[Extract]:
┏━━
GDB

It seems that using a debugger like the GNU Debugger has become something of a lost art for the generation of developers whom are more involved with higher-level languages. Instead, it seems many people resort to so-called printf-debugging, where one places print statements all over the place to sort of trace the state of the program's execution at any given moment. Of course, this is very tedious, and can be done more naturally and efficiently with a dedicated debugger.

This notes page covers GDB's native interface in particular, although there are a couple of interfaces such as cgdb, a lightweight interface with vim binds, as well as DDD, which is a more general-purpose debugging interface.

Aside from GDB there's also LLDB to keep an eye on, which is the LLVM project's very own debugger. A tutorial is available, as well as a table listing the LLDB equivalents for various GDB commands.

Remember that, when debugging, it's best if a program is built with a symbol table---the list of memory addresses corresponding to the program's variables and lines of code---by passing the -g parameter to gcc or clang.

For an additional resource, RMS' own tutorial on GDB is available, as well as this very good guide.

The GDB session samples provided in this page are highlighted with a basic GDB Pygments lexer I found on github from user snarez, which I then customized a bit.

# Workflow

GDB is usually started by passing it the name of the program we want to debug:

$ gdb program_to_debug

Processes with curses-like interfaces can be debugged by running them in a separate terminal and then attaching to them with the -p switch (or using the attach command):

$ gdb -p PID

$ gdb programname PID # other way

Another thing that can be done is to run GDB and tell it that the program should be run on a different terminal. This is accomplished with the tty command. For example, assuming the program should be on /dev/pts/8---perhaps because we have another window paired with that pseudoterminal---we would run the following:

(gdb) tty /dev/pts/8

Then the following should be entered so that the keyboard input to the window will go to the program rather than to the shell, by making the shell go to sleep:

$ sleep 100000

Entering nothing at this prompt re-runs the previous command, which is very useful when stepping with next.

It's common to then place a temporary breakpoint on main as an entrypoint into the debugging session with tbreak main.
┗━━
[Record set]:
┏━━
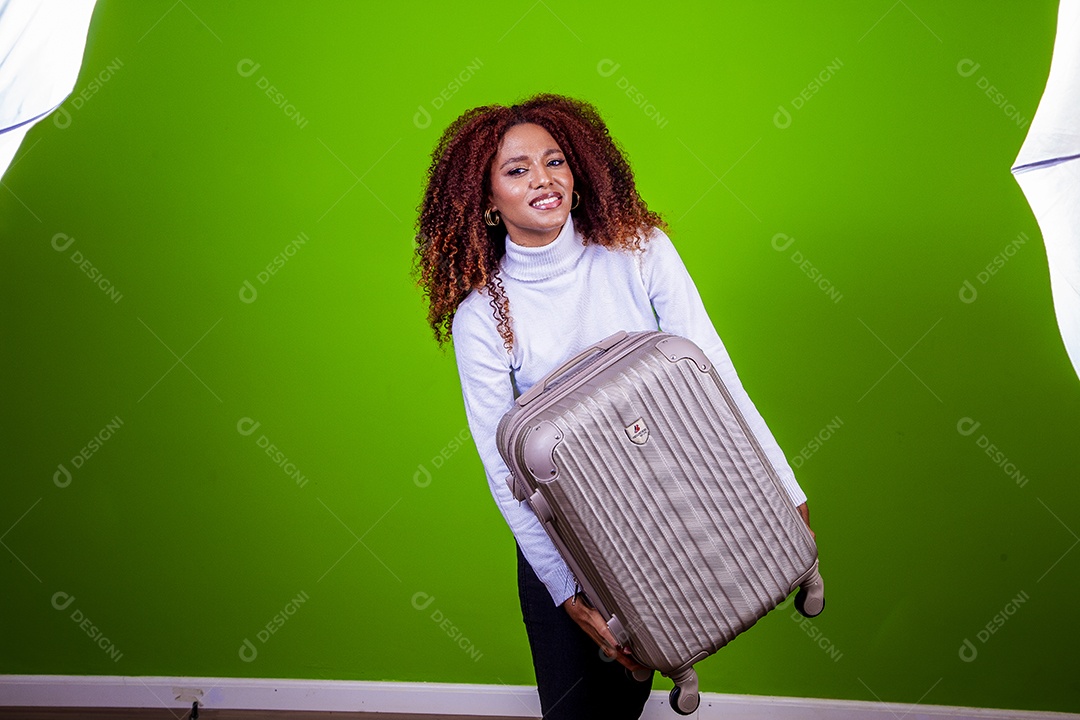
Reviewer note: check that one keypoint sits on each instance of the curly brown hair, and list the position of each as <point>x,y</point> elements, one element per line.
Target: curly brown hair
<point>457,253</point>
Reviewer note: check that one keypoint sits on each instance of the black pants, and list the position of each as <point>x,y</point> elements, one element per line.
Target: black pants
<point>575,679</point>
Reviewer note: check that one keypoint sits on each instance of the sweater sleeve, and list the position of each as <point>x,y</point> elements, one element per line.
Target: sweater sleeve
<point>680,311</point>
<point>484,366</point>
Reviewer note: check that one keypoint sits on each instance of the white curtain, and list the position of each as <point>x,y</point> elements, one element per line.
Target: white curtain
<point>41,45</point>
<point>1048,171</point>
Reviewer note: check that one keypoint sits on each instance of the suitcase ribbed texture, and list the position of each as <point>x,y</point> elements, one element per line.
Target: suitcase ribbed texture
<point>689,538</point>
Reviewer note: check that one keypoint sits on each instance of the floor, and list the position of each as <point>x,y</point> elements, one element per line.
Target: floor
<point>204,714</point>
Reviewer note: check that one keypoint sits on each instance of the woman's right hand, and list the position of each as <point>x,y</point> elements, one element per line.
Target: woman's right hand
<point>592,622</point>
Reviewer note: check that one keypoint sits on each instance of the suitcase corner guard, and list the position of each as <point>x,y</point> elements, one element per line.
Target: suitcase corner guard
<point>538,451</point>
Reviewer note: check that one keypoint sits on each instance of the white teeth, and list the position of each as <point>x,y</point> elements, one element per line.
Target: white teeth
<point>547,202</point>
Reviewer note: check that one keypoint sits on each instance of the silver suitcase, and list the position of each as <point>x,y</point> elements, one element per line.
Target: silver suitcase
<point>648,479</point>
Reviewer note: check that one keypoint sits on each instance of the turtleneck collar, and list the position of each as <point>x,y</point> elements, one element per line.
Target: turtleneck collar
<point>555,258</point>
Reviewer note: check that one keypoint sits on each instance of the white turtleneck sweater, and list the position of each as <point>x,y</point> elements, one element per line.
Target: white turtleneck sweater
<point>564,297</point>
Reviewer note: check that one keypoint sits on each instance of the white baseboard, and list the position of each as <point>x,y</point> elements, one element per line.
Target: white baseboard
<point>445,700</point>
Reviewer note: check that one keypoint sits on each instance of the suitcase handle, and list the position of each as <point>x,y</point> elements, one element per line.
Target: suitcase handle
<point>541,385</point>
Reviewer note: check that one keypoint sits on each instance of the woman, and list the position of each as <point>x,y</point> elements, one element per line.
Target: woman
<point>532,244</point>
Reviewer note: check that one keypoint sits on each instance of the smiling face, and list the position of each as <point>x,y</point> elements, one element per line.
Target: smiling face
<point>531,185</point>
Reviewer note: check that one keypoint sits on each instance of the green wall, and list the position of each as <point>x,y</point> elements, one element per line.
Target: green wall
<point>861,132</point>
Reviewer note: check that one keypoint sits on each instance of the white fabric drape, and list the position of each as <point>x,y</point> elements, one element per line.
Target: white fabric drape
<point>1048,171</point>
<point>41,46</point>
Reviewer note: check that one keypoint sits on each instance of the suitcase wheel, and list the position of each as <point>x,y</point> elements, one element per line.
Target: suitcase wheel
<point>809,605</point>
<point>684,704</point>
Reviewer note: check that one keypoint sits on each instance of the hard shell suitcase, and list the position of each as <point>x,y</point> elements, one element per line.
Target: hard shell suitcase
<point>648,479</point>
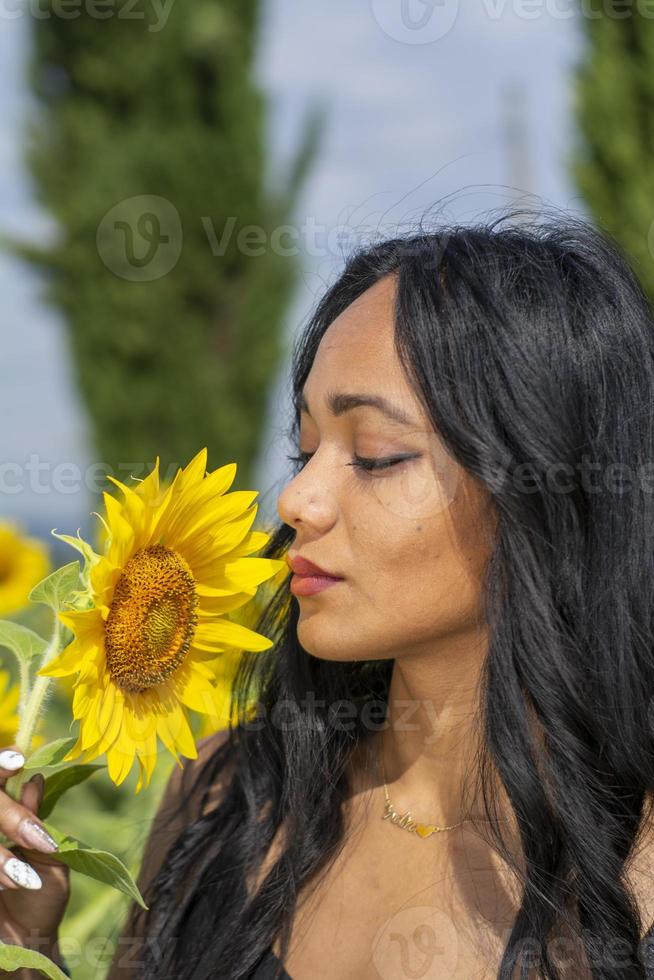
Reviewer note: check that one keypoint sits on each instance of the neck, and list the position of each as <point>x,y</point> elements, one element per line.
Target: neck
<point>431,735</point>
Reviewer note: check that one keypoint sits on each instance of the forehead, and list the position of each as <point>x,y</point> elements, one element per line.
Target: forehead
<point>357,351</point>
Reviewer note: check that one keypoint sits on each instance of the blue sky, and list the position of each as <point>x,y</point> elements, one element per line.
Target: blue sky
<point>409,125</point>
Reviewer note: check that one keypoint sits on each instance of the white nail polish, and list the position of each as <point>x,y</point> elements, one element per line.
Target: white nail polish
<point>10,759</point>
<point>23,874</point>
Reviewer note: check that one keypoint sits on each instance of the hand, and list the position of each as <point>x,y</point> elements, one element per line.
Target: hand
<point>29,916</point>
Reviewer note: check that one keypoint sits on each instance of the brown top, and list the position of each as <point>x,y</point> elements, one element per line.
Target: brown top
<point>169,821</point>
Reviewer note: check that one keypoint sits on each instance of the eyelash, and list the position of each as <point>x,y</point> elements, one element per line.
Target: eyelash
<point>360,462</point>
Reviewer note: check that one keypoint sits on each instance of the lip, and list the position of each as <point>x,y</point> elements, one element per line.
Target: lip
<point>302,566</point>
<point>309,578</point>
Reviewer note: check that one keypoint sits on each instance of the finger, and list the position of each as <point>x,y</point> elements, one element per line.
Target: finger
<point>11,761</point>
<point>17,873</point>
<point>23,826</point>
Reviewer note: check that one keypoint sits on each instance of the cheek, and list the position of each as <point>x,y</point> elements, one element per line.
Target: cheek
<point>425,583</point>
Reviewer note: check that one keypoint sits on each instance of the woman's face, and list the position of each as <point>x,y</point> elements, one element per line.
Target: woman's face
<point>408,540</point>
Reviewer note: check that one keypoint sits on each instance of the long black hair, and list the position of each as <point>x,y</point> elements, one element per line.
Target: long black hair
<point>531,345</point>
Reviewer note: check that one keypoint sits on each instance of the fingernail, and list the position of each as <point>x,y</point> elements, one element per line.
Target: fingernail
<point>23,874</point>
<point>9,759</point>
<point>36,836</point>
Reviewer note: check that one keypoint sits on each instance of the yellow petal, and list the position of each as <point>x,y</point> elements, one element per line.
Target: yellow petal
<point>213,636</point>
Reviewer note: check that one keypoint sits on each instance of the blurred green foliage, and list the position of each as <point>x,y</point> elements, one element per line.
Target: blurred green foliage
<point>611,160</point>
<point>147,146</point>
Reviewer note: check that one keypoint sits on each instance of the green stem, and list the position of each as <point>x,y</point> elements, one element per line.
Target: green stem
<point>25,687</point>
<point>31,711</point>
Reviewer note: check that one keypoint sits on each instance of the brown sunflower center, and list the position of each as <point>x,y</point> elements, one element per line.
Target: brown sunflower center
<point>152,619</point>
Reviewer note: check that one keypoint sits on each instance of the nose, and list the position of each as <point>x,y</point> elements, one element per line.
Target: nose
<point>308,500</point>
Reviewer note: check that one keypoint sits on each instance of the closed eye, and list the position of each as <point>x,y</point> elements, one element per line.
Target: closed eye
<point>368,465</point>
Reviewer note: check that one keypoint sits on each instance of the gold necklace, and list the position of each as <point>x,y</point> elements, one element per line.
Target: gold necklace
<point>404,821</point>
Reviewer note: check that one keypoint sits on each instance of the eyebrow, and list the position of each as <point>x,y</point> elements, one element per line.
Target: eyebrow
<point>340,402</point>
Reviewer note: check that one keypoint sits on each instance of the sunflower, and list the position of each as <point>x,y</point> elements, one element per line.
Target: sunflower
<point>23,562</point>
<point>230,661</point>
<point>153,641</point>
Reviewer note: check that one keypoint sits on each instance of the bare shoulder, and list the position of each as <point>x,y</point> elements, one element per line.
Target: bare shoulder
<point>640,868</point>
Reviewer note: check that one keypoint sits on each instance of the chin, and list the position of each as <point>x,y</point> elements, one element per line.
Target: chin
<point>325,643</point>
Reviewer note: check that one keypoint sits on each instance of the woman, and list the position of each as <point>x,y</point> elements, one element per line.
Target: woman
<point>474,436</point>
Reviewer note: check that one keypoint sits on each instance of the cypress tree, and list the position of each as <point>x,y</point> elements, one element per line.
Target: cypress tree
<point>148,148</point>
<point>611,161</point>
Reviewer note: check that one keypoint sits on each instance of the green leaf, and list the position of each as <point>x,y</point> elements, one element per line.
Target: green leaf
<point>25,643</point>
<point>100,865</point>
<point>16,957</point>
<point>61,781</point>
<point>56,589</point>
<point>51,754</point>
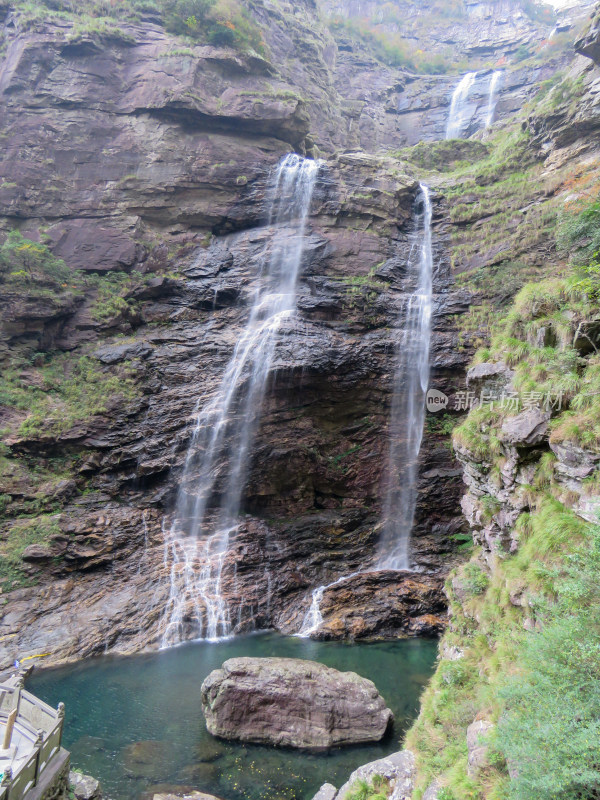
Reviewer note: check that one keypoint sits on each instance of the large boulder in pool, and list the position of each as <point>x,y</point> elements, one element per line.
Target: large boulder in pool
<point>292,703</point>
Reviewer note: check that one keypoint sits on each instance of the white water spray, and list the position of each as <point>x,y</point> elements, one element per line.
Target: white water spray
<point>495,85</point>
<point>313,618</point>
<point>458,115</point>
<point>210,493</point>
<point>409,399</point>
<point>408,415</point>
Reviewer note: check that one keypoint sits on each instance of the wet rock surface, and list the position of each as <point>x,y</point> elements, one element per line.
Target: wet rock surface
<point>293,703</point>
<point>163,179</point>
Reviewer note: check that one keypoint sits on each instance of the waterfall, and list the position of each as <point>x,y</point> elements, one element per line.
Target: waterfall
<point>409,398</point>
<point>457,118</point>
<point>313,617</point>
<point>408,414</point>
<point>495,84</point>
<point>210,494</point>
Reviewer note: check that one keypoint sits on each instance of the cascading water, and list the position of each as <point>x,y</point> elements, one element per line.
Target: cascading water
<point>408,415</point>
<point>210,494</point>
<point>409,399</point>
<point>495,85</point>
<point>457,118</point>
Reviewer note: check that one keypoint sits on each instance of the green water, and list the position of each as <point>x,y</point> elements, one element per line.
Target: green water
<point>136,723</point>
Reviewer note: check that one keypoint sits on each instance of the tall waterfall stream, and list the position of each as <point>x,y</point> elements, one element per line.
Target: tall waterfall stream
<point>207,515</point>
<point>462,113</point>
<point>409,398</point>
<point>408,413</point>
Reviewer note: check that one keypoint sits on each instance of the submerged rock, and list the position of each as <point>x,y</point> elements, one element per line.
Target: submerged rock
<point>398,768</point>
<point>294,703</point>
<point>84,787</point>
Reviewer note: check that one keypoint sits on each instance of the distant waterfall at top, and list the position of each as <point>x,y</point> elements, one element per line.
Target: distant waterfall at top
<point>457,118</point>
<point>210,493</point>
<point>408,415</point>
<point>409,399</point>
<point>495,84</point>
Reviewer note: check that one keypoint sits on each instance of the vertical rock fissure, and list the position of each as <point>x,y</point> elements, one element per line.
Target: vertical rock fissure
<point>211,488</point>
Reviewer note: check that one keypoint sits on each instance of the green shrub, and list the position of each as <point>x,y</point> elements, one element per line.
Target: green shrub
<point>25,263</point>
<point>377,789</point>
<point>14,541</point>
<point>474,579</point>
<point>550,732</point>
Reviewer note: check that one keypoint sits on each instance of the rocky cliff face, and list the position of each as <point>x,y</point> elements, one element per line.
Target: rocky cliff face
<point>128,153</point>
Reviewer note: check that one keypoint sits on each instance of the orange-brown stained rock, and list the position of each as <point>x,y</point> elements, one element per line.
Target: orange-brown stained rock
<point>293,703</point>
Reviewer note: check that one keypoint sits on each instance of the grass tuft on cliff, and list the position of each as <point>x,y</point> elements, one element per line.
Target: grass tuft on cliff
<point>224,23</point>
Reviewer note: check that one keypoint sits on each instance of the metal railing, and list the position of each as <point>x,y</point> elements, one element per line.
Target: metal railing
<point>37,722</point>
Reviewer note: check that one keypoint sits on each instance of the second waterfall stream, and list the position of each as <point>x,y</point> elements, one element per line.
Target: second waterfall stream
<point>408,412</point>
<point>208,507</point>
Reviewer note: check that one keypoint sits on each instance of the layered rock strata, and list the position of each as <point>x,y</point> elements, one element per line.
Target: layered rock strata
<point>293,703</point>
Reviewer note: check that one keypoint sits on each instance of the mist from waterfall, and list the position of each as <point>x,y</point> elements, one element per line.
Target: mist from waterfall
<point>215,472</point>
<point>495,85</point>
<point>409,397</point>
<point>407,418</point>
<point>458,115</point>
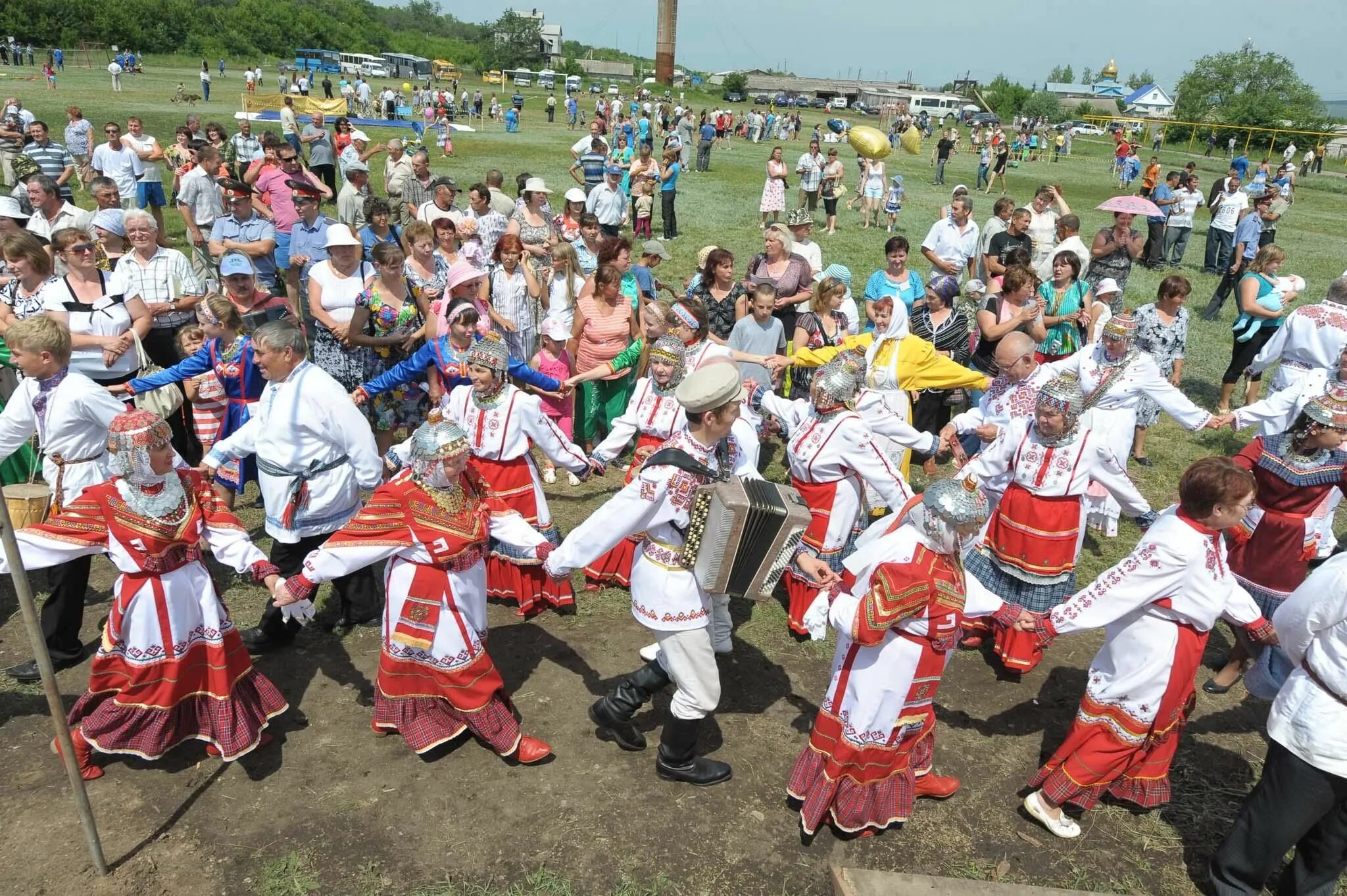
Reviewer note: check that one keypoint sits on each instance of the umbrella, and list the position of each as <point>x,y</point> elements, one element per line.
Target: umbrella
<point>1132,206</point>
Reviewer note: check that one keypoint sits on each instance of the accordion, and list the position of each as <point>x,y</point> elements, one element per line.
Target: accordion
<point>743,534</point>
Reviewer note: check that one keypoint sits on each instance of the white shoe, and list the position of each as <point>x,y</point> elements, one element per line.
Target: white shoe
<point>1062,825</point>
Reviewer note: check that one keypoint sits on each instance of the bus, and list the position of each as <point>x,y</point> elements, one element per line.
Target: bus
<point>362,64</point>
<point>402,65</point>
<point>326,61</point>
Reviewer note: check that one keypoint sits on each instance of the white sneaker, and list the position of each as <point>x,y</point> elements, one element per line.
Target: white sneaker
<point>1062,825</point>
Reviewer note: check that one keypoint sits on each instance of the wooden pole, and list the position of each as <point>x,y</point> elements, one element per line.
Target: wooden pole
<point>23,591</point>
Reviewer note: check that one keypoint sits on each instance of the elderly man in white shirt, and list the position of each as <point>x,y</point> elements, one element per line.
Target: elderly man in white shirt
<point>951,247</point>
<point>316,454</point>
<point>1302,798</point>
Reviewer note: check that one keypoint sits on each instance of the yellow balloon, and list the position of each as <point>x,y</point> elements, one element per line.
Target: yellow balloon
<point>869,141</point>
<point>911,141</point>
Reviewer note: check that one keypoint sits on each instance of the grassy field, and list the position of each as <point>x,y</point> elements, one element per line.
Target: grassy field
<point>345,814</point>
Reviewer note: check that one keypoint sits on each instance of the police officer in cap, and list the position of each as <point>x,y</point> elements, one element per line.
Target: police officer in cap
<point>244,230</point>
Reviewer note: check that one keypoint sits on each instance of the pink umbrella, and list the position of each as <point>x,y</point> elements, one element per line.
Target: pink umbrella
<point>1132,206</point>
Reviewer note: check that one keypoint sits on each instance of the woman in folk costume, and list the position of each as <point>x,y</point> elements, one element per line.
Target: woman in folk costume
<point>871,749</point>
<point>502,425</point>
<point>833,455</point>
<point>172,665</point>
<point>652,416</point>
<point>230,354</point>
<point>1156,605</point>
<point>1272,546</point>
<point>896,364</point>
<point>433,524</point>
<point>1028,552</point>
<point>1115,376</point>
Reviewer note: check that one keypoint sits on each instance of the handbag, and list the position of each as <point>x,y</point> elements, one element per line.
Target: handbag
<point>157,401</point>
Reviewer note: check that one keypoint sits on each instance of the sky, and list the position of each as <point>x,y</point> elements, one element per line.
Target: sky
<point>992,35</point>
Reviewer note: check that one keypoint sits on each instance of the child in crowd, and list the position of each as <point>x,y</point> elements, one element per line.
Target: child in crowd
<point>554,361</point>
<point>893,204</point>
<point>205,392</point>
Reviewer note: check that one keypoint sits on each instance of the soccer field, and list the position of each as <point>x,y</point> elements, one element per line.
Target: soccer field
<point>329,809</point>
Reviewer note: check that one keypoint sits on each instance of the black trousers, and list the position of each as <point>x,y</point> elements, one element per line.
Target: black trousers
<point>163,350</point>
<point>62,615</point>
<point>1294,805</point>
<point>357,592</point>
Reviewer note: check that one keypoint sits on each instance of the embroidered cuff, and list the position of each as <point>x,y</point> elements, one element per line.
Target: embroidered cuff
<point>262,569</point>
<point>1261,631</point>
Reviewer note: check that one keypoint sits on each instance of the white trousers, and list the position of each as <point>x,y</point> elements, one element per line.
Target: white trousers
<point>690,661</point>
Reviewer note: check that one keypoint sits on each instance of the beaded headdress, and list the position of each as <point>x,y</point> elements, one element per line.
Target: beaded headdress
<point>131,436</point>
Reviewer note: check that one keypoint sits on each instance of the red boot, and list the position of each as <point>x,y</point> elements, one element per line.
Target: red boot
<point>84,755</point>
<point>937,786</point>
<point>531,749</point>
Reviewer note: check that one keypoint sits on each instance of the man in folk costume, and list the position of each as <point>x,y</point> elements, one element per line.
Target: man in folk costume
┗━━
[What you will do]:
A - Output the GDB notes word for word, from "Remember that, when" down to "very good guide.".
B - Return everything in the listing from its start down to the line containing "<point>547,202</point>", without changing those lines. Leave the pictures out of your answer.

[Responses in order]:
A -
Remember that, when debugging, it's best if a program is built with a symbol table---the list of memory addresses corresponding to the program's variables and lines of code---by passing the -g parameter to gcc or clang.

For an additional resource, RMS' own tutorial on GDB is available, as well as this very good guide.

B -
Reviewer note: check that one keypoint sits on each instance of the curly brown hair, and list the position of each as <point>x,y</point> elements, one element per line.
Target: curly brown hair
<point>457,253</point>
Reviewer note: check that one keypoint sits on each instance of the black pants, and list the position of each as <point>x,y</point> elements, one element per line.
Target: black pants
<point>575,679</point>
Reviewer note: check that one keypoint sits on each instance of the sweater sleeve, and list the position of each as <point>x,y</point> elements, one element per line.
Target: sweater sleeve
<point>680,311</point>
<point>484,366</point>
Reviewer note: check that one keypoint sits on each instance of the white curtain, and list the position of each as <point>x,y</point> elements, one element per line.
Target: white curtain
<point>41,45</point>
<point>1048,171</point>
Reviewer note: check that one keypoint sits on each instance of the suitcase ribbed texture, and list the position of each as <point>x,y</point> elements, one element per line.
Target: suitcase ribbed texture
<point>689,538</point>
Reviewer note: check that one keypoint sits on each instance of the floor, and list the position of each as <point>x,y</point> elements, one element per line.
Target: floor
<point>204,714</point>
Reviewer note: check that one keypoint sits on each instance of the woman's right hand, and list the position of each as <point>x,y</point> elements, one element per line.
Target: woman's right hand
<point>592,622</point>
Reviewer note: check that one keypoint sits on each instance of the suitcase corner guard, and list the position of each as <point>x,y</point> elements, one element per line.
Target: suitcase corner guard
<point>538,451</point>
Reviewer note: check that one keypoint sits on each instance of the white teeth, and list the position of each as <point>x,y</point> elements, one element per line.
Target: white teeth
<point>547,202</point>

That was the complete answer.